- **DOCUMENT TEXT**:

┄┄┄┄┄┄┄┄┄┄┄┄┄┄┄┄┄┄┄┄

Added ability to set a custom start time for partitions when using @hourly_partitioned_config , @daily_partitioned_config, @weekly_partitioned_config, and @monthly_partitioned_config
Run configs generated from partitions can be retrieved using the PartitionedConfig.get_run_config_for_partition_key function. This will allow the use of the validate_run_config function in unit tests.
[dagit] If a run is re-executed from failure, and the run fails again, the default action will be to re-execute from the point of failure, rather than to re-execute the entire job.
PartitionedConfig now takes an argument tags_for_partition_fn which allows for custom run tags for a given partition.
Added IO manager for materializing assets to GCS. You can specify the GCS asset IO manager by using the following config for resource_defs in AssetGroup:
Improved the performance of storage queries run by the sensor daemon to enforce the idempotency of run keys. This should reduce the database CPU when evaluating sensors with a large volume of run requests with run keys that repeat across evaluations.
[dagit] Added information on sensor ticks to show when a sensor has requested runs that did not result in the creation of a new run due to the enforcement of idempotency using run keys.
[k8s] Run and step workers are now labeled with the Dagster run id that they are currently handling.
If a step launched with a StepLauncher encounters an exception, that exception / stack trace will now appear in the event log.

┄┄┄┄┄┄┄┄┄┄┄┄┄┄┄┄┄┄┄┄

- **THINGS TO DO**:
A: In the release notes, what is the name of the new argument that PartitionedConfig now takes?
B: Extract the passage of the release notes from "Added IO manager" to "repeat across evaluations.".
The rows after these release notes are separate material.

- **EXTRACTED RECORDS**:
┄┄┄┄┄┄┄┄┄┄┄┄┄┄┄┄┄┄┄┄

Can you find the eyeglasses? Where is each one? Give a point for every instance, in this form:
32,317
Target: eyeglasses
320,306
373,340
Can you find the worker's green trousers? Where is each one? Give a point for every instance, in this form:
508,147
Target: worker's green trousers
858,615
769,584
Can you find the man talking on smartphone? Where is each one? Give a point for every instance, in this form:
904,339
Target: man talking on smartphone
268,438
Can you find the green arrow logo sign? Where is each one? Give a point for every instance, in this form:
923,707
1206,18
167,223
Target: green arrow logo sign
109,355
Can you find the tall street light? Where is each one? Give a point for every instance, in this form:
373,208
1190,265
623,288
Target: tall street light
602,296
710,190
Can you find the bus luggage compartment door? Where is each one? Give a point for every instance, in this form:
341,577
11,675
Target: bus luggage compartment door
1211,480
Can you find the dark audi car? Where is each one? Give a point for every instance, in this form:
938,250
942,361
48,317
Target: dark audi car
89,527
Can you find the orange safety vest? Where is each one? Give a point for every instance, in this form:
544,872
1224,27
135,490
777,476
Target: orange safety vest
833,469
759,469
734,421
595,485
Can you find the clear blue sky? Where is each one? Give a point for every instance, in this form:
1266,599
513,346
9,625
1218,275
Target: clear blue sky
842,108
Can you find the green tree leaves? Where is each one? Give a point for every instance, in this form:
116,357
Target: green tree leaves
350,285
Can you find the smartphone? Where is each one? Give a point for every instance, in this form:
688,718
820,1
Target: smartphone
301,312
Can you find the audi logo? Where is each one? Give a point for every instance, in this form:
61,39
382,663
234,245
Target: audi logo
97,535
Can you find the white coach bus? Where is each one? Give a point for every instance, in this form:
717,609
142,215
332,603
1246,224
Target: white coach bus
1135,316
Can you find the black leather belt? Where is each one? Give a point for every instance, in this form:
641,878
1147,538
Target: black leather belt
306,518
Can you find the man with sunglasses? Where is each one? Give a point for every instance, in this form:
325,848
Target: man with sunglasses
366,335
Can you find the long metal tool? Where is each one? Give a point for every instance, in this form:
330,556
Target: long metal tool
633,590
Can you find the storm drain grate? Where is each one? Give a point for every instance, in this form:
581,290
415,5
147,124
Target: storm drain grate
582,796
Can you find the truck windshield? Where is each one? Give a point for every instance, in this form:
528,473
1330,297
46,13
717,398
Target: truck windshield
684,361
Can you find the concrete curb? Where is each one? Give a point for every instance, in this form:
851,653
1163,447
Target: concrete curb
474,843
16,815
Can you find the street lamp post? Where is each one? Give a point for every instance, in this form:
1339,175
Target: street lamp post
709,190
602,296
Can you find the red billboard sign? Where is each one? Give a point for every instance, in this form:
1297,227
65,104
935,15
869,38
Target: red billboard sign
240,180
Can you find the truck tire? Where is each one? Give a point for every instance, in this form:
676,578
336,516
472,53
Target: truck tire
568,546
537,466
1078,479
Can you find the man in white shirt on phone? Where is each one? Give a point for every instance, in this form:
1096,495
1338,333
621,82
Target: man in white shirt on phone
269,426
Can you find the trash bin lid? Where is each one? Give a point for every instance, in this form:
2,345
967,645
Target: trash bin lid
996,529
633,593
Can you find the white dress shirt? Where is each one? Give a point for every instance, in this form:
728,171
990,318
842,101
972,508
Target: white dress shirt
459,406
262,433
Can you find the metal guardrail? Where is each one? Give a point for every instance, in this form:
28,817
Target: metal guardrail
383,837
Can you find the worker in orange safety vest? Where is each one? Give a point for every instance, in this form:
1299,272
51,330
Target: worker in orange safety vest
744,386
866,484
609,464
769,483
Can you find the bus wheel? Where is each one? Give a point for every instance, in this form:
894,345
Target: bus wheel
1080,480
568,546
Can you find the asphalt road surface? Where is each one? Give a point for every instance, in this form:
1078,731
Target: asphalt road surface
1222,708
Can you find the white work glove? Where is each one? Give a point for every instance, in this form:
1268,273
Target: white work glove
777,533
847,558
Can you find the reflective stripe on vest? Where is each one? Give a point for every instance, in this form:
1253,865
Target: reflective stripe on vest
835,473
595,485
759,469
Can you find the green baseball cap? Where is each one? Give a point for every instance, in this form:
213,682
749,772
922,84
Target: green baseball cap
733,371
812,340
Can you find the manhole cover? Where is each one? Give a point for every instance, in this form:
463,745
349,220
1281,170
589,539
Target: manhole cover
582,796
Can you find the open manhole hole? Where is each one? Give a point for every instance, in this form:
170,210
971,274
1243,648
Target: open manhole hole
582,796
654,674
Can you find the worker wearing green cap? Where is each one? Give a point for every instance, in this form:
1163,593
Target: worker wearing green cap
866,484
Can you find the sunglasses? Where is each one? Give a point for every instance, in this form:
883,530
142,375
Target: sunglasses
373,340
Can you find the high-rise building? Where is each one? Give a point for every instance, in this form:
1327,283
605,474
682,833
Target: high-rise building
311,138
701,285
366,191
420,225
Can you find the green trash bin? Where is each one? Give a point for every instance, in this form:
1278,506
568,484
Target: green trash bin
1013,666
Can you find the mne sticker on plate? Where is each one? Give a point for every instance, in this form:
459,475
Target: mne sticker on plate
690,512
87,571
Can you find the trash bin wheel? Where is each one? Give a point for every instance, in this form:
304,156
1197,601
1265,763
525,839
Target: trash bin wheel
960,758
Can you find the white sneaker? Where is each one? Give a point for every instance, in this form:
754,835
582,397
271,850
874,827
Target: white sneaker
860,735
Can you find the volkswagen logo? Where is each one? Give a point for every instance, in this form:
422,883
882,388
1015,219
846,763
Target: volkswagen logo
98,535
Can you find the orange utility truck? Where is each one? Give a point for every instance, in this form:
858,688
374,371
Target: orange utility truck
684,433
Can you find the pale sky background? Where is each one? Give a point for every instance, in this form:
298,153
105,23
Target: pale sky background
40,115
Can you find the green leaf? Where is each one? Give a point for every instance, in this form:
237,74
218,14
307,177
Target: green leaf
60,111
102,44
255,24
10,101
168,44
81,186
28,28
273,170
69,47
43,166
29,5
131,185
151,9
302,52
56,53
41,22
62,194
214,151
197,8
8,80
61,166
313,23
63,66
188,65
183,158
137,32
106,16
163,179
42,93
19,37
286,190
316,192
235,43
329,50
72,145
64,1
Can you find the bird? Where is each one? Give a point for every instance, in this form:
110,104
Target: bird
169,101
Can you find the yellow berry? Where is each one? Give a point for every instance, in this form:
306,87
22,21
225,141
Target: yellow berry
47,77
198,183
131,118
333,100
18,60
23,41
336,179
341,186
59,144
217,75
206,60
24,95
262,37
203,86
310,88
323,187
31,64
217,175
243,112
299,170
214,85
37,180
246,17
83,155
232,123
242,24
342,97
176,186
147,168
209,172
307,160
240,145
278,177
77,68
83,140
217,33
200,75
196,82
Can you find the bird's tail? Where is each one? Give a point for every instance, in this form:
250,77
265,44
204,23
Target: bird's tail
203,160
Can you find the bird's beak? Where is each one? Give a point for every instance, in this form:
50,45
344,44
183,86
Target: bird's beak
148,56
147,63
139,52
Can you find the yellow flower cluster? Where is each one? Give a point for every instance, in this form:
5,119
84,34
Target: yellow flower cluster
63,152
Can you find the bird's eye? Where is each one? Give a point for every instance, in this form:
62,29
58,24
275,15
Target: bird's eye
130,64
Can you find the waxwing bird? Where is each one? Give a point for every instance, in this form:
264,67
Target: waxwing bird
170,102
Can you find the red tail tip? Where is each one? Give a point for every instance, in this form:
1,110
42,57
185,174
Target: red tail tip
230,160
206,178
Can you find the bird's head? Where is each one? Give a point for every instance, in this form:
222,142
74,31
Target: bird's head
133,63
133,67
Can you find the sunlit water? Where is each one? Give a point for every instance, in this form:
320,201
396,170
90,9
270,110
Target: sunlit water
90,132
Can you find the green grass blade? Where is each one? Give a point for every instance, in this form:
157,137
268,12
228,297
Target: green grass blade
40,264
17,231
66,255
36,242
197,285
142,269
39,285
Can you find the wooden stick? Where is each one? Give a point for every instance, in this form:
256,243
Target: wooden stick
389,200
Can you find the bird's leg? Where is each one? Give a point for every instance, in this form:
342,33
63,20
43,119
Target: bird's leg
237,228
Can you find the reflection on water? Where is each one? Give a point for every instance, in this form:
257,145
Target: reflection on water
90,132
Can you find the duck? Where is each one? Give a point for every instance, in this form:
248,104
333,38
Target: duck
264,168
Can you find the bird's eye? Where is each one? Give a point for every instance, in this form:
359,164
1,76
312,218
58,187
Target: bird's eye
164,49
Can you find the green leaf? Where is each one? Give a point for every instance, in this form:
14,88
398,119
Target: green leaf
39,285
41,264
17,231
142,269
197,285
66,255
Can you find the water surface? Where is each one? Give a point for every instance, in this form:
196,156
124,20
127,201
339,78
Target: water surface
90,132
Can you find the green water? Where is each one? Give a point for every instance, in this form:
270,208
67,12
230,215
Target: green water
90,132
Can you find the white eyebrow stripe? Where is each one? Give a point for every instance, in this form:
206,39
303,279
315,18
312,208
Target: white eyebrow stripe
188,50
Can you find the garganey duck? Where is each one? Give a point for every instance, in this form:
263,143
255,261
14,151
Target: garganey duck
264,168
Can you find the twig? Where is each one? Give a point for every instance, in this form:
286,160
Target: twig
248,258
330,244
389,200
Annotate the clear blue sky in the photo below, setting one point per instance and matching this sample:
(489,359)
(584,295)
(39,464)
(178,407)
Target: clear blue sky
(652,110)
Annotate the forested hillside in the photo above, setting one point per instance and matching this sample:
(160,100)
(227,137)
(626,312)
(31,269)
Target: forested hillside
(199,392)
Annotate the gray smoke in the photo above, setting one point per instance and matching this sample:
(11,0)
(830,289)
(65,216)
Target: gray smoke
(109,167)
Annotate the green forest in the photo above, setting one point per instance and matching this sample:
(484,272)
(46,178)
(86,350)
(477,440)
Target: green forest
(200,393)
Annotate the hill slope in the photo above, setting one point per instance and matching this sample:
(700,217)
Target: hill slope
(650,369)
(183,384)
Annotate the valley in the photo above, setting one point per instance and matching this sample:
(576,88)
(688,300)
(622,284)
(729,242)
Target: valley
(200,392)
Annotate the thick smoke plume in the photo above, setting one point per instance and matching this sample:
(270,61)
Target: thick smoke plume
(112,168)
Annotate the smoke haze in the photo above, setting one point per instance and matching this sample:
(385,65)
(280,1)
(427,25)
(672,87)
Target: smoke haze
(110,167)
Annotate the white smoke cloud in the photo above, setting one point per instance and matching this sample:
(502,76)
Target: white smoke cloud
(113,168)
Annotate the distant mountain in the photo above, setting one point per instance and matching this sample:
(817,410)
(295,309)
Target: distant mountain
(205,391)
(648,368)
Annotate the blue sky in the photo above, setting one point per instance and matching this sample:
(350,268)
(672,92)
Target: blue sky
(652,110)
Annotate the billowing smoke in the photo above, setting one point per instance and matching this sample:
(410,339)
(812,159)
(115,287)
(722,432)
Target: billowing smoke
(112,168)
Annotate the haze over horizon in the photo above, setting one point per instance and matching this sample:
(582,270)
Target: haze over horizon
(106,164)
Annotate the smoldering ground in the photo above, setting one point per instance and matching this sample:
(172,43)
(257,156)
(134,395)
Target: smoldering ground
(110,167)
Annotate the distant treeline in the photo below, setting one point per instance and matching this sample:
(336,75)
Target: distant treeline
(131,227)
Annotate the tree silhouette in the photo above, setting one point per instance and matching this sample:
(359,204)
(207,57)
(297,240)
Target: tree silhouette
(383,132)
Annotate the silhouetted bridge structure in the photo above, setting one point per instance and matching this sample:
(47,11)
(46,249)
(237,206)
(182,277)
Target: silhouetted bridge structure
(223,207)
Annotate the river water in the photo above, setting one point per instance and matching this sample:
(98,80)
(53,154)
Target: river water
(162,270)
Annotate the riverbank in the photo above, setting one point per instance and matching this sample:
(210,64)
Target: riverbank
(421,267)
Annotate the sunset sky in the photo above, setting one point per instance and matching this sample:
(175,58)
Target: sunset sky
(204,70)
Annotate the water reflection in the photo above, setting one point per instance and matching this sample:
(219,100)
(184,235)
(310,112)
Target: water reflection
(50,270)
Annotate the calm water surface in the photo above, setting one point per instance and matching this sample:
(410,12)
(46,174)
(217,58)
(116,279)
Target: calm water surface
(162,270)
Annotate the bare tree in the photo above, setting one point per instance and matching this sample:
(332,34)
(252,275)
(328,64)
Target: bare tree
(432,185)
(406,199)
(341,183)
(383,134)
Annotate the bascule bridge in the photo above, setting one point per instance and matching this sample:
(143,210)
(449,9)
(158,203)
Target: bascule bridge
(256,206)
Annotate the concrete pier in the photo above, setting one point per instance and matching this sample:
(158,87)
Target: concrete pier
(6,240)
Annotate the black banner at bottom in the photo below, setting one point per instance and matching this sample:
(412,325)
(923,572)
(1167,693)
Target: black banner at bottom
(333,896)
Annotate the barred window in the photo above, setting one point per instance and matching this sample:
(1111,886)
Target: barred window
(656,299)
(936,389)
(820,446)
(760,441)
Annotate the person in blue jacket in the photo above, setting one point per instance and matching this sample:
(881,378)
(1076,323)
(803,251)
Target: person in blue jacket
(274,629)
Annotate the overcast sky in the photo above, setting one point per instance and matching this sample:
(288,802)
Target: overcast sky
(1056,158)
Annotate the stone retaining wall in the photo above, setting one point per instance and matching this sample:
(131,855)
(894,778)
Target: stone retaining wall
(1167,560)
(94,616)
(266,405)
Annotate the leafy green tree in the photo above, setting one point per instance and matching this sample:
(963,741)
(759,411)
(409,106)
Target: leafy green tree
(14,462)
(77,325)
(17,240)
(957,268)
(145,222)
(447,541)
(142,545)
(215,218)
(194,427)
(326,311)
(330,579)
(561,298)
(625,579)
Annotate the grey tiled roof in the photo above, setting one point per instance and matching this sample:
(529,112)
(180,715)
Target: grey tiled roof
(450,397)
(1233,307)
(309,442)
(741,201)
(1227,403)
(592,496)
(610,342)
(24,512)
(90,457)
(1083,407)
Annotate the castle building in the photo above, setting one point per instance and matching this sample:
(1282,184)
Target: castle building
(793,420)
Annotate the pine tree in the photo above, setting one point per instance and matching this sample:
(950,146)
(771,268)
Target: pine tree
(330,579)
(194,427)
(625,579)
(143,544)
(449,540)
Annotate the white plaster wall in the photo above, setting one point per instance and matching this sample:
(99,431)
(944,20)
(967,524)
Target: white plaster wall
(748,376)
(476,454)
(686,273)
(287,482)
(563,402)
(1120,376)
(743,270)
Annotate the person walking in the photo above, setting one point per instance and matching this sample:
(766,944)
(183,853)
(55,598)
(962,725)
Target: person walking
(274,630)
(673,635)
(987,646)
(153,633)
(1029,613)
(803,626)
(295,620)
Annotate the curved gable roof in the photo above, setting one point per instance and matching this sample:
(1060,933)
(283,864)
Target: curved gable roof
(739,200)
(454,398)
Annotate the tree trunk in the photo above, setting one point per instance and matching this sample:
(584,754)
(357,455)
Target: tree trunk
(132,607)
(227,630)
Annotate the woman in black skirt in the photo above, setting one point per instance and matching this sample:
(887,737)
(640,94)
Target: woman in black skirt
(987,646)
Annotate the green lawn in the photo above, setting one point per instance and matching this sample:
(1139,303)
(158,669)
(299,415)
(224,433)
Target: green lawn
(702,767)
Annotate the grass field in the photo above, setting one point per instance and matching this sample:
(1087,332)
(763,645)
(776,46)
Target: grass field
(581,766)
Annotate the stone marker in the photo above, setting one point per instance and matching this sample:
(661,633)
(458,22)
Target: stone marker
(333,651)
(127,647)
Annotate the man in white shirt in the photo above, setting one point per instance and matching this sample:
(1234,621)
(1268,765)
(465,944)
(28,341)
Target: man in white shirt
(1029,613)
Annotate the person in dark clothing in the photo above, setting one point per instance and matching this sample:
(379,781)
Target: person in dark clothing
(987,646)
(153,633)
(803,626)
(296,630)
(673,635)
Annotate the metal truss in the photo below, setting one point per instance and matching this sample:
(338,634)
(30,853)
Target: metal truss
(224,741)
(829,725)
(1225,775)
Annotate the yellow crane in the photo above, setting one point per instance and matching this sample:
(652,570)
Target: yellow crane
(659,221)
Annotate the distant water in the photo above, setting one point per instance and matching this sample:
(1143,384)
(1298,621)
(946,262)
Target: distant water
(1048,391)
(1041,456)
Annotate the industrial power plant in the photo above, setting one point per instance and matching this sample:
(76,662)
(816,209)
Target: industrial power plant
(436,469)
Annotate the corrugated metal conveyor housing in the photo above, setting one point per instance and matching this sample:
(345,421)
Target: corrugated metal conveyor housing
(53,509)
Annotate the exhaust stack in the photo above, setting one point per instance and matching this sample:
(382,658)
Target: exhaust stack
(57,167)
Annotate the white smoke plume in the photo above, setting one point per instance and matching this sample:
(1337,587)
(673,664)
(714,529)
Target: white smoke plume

┄┄┄┄┄┄┄┄┄┄┄┄┄┄┄┄┄┄┄┄

- **ANSWERS FOR THE TASKS**:
A: tags_for_partition_fn

B:
Added IO manager for materializing assets to GCS. You can specify the GCS asset IO manager by using the following config for resource_defs in AssetGroup:
Improved the performance of storage queries run by the sensor daemon to enforce the idempotency of run keys. This should reduce the database CPU when evaluating sensors with a large volume of run requests with run keys that repeat across evaluations.